*** INPUT MATERIAL ***

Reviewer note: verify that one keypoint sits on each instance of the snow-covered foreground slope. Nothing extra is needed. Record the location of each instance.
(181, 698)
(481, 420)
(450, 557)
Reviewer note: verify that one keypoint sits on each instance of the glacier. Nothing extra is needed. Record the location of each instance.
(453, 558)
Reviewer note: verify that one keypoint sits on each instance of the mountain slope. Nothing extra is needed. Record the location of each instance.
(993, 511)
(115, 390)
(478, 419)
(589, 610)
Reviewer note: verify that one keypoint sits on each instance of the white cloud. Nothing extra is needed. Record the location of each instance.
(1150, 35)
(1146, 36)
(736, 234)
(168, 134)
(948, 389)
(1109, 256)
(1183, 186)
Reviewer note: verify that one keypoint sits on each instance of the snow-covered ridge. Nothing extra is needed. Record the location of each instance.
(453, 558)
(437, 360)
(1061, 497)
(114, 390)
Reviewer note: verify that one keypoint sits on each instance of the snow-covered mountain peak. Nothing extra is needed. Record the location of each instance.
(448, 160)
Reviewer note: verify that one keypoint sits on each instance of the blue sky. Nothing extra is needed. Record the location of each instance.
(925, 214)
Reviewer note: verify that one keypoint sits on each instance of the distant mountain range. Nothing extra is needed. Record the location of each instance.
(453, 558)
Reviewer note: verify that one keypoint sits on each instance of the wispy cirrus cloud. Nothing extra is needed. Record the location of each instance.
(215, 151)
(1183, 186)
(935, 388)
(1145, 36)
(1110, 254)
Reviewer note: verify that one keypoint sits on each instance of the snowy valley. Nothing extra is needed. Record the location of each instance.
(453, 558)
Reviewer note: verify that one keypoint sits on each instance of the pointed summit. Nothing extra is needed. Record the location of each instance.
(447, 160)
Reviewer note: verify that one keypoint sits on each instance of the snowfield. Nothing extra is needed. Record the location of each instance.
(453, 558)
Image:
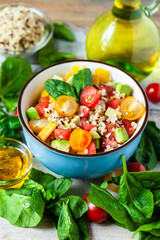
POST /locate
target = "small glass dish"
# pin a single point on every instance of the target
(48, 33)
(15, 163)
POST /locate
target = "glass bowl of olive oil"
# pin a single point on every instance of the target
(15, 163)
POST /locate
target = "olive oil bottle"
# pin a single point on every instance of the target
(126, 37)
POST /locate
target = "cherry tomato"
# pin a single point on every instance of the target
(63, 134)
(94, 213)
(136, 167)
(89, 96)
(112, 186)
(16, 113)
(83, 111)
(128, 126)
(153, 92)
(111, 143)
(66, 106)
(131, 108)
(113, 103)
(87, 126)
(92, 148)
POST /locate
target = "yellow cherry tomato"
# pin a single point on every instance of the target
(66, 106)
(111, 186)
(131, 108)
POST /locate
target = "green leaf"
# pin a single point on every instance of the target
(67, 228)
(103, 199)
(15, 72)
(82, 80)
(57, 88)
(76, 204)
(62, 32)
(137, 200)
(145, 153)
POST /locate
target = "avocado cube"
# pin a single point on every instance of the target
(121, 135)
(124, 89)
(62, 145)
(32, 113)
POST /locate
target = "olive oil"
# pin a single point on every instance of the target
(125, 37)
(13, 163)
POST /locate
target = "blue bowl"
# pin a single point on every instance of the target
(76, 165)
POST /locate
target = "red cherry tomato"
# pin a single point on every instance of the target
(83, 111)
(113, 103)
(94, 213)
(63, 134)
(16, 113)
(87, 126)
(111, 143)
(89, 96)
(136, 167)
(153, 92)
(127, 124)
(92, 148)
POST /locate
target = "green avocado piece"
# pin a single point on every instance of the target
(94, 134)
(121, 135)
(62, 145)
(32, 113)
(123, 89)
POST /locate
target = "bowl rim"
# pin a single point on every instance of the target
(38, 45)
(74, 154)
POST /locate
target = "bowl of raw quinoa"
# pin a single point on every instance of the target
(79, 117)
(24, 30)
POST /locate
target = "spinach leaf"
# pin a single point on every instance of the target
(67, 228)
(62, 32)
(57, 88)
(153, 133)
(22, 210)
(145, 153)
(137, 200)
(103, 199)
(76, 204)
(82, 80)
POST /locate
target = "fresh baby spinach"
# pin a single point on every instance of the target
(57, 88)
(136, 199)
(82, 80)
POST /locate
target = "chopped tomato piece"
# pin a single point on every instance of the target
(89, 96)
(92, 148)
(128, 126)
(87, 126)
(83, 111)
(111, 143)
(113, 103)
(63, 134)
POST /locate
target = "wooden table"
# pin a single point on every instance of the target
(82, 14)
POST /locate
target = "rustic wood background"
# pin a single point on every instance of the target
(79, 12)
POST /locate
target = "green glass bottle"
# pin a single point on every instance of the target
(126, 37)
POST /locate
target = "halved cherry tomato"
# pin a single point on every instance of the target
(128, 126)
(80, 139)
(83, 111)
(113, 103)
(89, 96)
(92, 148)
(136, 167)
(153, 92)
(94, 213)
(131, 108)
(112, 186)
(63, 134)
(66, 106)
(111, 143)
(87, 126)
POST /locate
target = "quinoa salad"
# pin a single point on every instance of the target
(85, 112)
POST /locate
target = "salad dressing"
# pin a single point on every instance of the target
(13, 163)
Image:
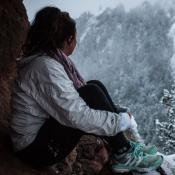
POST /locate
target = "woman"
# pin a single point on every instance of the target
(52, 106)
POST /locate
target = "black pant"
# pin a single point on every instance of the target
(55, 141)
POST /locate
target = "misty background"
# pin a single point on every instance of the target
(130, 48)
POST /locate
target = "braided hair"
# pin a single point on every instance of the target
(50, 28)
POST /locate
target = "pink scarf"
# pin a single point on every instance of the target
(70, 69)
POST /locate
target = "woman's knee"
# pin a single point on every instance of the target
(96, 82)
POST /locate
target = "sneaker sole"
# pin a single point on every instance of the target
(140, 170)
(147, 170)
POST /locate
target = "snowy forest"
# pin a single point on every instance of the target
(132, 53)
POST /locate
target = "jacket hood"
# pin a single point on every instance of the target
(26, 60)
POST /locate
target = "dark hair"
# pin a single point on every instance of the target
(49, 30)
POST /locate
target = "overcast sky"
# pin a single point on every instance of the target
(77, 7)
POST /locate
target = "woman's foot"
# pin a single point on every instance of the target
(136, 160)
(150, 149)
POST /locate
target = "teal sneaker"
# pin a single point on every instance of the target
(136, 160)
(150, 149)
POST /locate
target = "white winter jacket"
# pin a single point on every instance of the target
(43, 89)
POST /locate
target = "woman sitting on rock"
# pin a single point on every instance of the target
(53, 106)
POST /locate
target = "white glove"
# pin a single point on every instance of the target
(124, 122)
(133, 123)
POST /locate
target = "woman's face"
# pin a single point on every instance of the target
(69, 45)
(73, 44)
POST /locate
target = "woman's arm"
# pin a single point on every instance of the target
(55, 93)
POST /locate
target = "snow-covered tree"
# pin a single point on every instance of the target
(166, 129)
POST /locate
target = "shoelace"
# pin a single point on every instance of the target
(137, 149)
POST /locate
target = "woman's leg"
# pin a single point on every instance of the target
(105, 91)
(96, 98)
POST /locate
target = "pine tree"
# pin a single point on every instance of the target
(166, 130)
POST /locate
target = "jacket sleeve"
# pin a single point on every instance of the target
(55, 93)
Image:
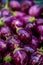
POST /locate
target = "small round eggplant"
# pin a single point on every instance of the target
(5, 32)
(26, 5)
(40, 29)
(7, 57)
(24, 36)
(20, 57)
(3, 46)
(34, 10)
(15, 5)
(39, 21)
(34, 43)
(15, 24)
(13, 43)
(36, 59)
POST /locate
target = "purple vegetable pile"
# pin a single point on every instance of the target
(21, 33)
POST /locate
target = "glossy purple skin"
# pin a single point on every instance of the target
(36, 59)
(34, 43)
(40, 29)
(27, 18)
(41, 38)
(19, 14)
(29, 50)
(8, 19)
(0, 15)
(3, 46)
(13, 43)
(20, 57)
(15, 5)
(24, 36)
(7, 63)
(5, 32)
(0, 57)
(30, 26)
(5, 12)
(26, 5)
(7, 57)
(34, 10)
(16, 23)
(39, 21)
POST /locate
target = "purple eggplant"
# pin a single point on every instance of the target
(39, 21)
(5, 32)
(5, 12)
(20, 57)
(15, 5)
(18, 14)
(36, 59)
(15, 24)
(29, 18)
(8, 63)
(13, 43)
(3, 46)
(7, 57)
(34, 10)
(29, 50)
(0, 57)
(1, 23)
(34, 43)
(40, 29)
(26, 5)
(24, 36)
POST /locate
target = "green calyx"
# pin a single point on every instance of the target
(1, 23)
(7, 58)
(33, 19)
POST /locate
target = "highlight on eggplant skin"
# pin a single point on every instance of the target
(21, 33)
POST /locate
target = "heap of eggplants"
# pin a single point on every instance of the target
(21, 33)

*** End of INPUT MATERIAL ***
*** INPUT MATERIAL ***

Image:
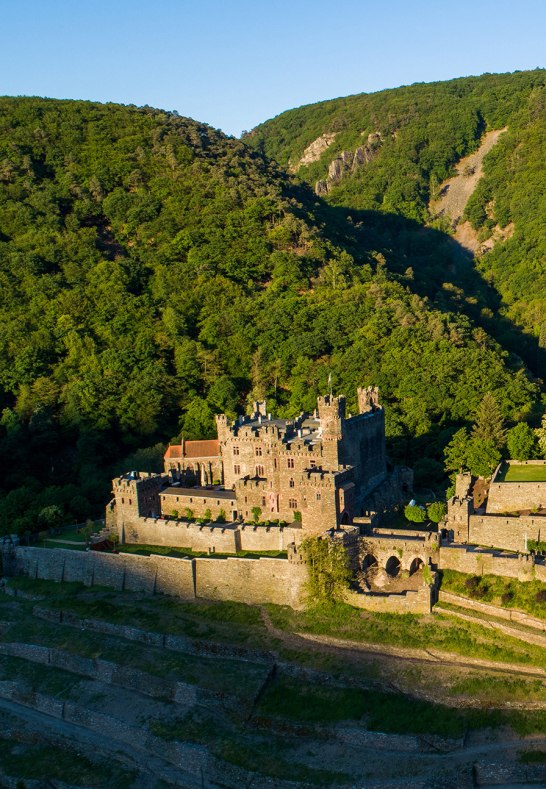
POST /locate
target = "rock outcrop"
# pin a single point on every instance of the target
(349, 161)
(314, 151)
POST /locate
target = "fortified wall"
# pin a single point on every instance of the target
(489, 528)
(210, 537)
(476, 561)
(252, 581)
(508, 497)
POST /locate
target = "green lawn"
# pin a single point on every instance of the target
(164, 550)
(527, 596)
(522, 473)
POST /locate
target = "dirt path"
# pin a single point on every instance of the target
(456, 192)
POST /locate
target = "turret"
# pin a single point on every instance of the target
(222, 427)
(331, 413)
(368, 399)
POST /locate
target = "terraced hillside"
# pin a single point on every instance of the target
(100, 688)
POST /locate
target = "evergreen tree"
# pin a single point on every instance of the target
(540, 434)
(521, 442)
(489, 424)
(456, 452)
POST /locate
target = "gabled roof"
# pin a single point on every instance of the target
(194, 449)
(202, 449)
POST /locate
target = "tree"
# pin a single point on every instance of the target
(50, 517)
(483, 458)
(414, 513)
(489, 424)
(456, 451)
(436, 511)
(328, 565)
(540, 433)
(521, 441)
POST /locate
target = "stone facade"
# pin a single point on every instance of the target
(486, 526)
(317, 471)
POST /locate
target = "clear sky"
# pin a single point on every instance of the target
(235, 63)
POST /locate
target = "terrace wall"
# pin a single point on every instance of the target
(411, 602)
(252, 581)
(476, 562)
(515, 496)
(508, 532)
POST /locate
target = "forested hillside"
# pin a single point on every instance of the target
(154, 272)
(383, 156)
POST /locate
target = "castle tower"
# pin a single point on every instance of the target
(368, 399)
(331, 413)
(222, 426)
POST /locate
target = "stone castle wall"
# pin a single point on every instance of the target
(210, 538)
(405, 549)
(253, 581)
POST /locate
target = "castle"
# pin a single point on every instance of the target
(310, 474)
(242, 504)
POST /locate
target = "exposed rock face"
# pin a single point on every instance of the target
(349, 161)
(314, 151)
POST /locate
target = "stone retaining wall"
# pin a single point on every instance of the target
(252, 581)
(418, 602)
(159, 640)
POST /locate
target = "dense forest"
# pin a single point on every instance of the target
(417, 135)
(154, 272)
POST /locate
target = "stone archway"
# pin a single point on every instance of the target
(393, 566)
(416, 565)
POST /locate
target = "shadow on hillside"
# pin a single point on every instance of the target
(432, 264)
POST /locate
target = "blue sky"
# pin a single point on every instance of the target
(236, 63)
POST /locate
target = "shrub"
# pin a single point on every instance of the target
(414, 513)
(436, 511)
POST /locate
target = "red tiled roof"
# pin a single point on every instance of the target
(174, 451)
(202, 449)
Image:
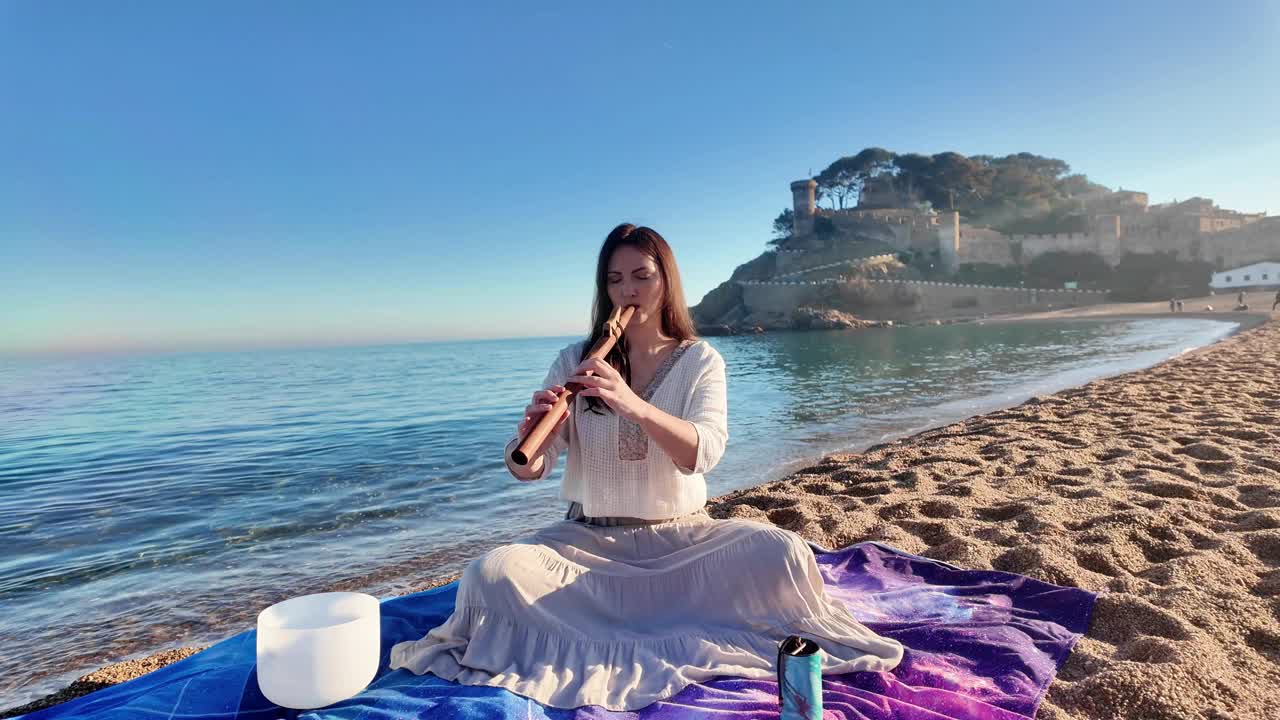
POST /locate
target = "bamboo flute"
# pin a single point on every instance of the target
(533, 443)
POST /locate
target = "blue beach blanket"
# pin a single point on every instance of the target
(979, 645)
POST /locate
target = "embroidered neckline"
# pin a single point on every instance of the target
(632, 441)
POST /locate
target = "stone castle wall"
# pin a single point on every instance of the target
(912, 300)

*** End of INPUT MATERIAL ***

WORK INSTRUCTION –
Copy the lines of the entries above that mention "woman".

YOUR RESPONSE –
target = "woman"
target = "woman's knee"
target = "woman's foot"
target = "woman sitting on rock"
target = "woman's face"
target = "woman's arm"
target = "woman's leg"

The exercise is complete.